# [STATED EXERCISE]
Reproduce the items with every "gray" switched to "white" and everything else left unchanged.

# [GIVEN RECORDS]
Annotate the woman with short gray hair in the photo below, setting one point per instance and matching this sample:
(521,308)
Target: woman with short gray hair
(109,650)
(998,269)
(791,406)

# [EXERCISE RESULT]
Annotate the woman with short white hair in the photo below, setting one point per instance and matching this sample:
(521,308)
Target: woman with short white hair
(109,650)
(998,269)
(791,406)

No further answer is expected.